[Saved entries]

☆ ☆ ☆

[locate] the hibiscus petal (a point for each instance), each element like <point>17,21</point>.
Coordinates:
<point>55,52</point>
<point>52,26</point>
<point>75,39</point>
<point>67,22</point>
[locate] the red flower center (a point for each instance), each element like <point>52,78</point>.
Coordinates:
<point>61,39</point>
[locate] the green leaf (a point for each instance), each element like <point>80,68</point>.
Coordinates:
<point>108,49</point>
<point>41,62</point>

☆ ☆ ☆

▸ Exercise requirements:
All lines from the one containing "[locate] the green" to the end of the data above are to be set down exactly; no others belong in the answer.

▸ Solution to this task:
[locate] the green leaf (a point for each instance), each element like <point>80,68</point>.
Coordinates:
<point>108,49</point>
<point>41,62</point>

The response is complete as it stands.